Excerpts of pointing data:

--- START ---

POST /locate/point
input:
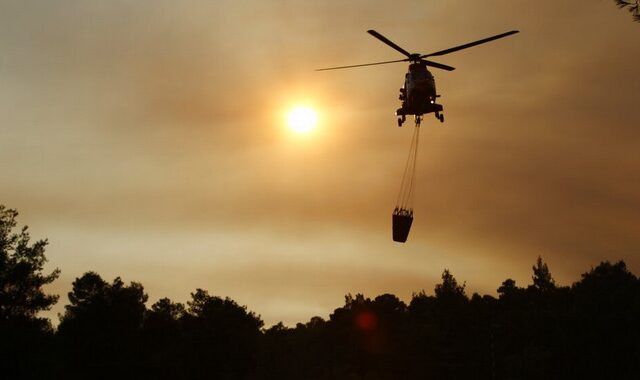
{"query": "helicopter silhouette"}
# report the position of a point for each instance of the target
(418, 95)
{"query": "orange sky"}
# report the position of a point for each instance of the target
(147, 140)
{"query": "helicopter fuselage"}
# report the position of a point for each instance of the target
(418, 95)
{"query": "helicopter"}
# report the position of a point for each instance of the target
(418, 95)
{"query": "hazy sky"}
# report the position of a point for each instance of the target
(147, 140)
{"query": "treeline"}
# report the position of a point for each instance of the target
(590, 329)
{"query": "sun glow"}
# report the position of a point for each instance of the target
(302, 119)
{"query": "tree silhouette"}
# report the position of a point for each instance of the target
(542, 279)
(220, 338)
(21, 273)
(633, 6)
(100, 329)
(25, 337)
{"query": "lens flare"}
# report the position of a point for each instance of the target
(302, 119)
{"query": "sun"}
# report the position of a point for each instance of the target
(302, 119)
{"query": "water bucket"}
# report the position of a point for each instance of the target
(401, 221)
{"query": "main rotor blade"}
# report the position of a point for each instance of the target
(470, 44)
(363, 64)
(388, 42)
(438, 65)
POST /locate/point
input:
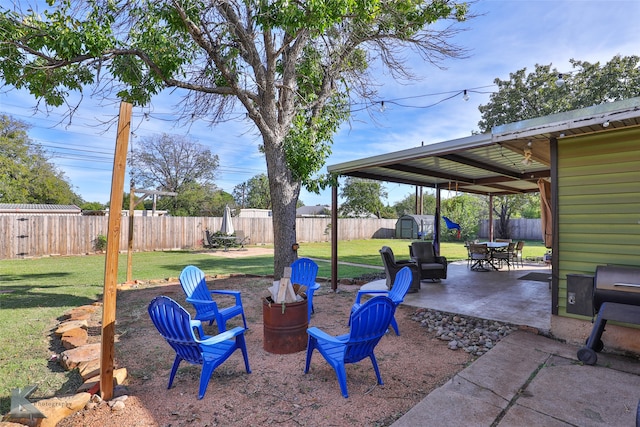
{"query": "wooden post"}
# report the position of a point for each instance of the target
(130, 242)
(113, 247)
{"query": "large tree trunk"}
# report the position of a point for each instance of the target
(284, 198)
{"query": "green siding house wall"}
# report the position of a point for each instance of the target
(598, 204)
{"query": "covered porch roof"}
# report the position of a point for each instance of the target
(492, 163)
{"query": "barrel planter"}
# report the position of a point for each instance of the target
(285, 326)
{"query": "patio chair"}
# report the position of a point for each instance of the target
(479, 257)
(368, 324)
(430, 266)
(176, 327)
(392, 266)
(200, 296)
(396, 294)
(304, 272)
(506, 256)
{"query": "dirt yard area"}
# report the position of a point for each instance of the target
(277, 392)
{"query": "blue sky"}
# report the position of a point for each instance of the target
(505, 37)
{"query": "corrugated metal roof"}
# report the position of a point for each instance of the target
(492, 163)
(24, 208)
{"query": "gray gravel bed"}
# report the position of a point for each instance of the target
(470, 334)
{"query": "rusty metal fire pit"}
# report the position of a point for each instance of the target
(285, 326)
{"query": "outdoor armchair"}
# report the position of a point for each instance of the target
(396, 294)
(200, 296)
(430, 266)
(174, 323)
(368, 324)
(393, 266)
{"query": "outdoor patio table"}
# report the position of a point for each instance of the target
(493, 247)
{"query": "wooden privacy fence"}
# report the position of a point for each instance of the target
(44, 235)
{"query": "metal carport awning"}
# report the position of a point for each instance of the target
(490, 163)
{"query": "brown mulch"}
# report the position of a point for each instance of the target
(277, 392)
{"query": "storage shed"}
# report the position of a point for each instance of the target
(414, 226)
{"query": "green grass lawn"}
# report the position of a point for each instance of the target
(36, 292)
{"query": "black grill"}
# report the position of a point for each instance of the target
(616, 296)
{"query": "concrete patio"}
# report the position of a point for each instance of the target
(495, 295)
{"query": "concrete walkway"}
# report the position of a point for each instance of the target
(529, 380)
(526, 380)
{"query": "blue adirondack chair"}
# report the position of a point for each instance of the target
(368, 324)
(195, 287)
(175, 325)
(396, 294)
(304, 272)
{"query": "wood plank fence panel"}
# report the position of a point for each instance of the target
(44, 235)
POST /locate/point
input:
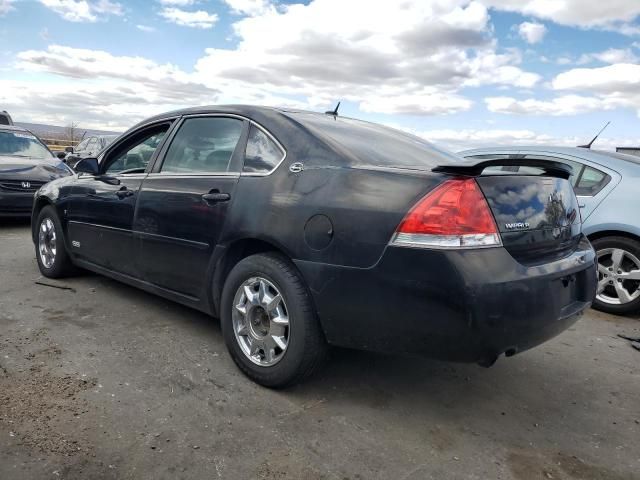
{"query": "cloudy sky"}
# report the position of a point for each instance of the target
(458, 72)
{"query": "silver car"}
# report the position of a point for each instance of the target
(607, 185)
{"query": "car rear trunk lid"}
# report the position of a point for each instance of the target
(537, 215)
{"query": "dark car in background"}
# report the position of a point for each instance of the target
(302, 230)
(91, 146)
(26, 164)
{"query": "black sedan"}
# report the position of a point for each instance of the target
(25, 165)
(302, 230)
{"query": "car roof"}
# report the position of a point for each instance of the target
(14, 128)
(602, 157)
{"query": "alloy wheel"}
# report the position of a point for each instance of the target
(618, 276)
(260, 321)
(47, 242)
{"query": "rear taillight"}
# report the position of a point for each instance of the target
(454, 215)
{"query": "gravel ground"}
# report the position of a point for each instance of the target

--- END ---

In your copy, repeat each record exactly and include no pictures.

• [Task answer]
POST /locate/point
input:
{"query": "helicopter silhouette"}
# report the position of a point for each instance of the target
(418, 95)
{"query": "orange sky"}
# report the position of a point for each instance of the target
(147, 140)
{"query": "helicopter fuselage"}
# report the position of a point for each instance of the target
(418, 95)
{"query": "helicopter"}
# report the position of a point for each instance of the target
(418, 95)
{"query": "hazy sky"}
# report the position of a point for each instance of the target
(147, 140)
{"query": "treeline"}
# report the position of a point for each instance of the target
(590, 329)
{"query": "sun glow"}
# report the position of a point for each instance of the target
(302, 119)
{"query": "tree silhouette"}
# report the position of a point for each instance of the target
(542, 279)
(220, 338)
(21, 273)
(633, 6)
(100, 329)
(25, 337)
{"query": "lens flare"}
# report the position of a point for each instance of the target
(302, 119)
{"query": "sun"}
# report the position of a point for each instance of the target
(302, 119)
{"query": "water bucket"}
# report the position of a point for each instance of the target
(401, 221)
{"query": "main rotor blade"}
# report the position of a point for each instance of the target
(470, 44)
(363, 64)
(388, 42)
(438, 65)
POST /locate/point
input:
{"query": "wooden post"}
# report the position of a point for each instance of the target
(130, 242)
(113, 247)
{"query": "large tree trunk"}
# report the position of a point for each instance of the target
(284, 198)
{"query": "green siding house wall"}
# report the position of a point for each instance of the target
(598, 204)
{"query": "covered porch roof"}
# report the position of a point for each instance of the target
(492, 163)
{"query": "barrel planter"}
# report the position of a point for each instance of the target
(285, 326)
{"query": "patio chair"}
# report the position of a point for each instance of the target
(479, 257)
(368, 324)
(430, 266)
(176, 327)
(392, 266)
(200, 296)
(396, 294)
(304, 272)
(506, 256)
{"query": "dirt yard area"}
# report the position of a point for each instance of the target
(277, 392)
{"query": "blue sky"}
# report the position of a point for each instance of the target
(505, 37)
{"query": "corrugated metal roof"}
# report the position of a point for each instance of the target
(492, 163)
(24, 208)
{"query": "gray gravel bed"}
# report the position of a point for each instance of the target
(470, 334)
{"query": "rusty metal fire pit"}
# report the position of a point for each instance of the target
(285, 326)
{"query": "outdoor armchair"}
# report the position of a point for each instance of the target
(396, 294)
(200, 296)
(430, 266)
(174, 323)
(368, 324)
(393, 266)
{"query": "outdoor patio table"}
# report the position of a point for each instance of the target
(493, 247)
{"query": "wooden privacy fence"}
# report the position of a point for each instance of the target
(44, 235)
{"query": "metal carport awning"}
# report the position of a point for each instance of the target
(490, 163)
{"query": "brown mulch"}
# report the position of a point for each instance of the target
(277, 392)
{"query": "storage shed"}
# report the position of a point for each instance of the target
(414, 226)
{"query": "green grass lawn"}
# report the position of a point for each instance of the target
(36, 292)
{"query": "black grill"}
# report the position of a point for each instance of the target
(616, 296)
{"query": "concrete patio"}
# report the position of a point for each instance of the target
(495, 295)
{"query": "concrete walkway"}
# report the position of a point for each instance of the target
(529, 380)
(526, 380)
{"query": "blue adirondack chair"}
# report the position of a point for each instance of the target
(368, 324)
(195, 287)
(175, 325)
(396, 294)
(304, 272)
{"query": "wood plank fence panel"}
# report the position of a point for each instance of the target
(44, 235)
POST /locate/point
input:
{"query": "cloudy sky"}
# report the position of a point for each instance of the target
(458, 72)
{"query": "silver car"}
# report the position of a point for each instance of the target
(607, 185)
{"query": "car rear trunk lid"}
# report the position of a point for each instance of the target
(537, 215)
{"query": "dark car in background"}
# report the position of a point for each instance of the target
(302, 230)
(91, 146)
(26, 164)
{"query": "black sedan"}
# report the position of a point for each instance of the target
(25, 165)
(302, 230)
{"query": "car roof"}
# report the position of a point for each instance of the target
(14, 128)
(602, 157)
{"query": "alloy wheel"}
# report the position of a point for each instance of the target
(618, 276)
(260, 321)
(47, 242)
{"query": "rear taillight"}
# report the position of a point for each instance of the target
(454, 215)
{"query": "gravel ground"}
# report the position of a point for each instance of the target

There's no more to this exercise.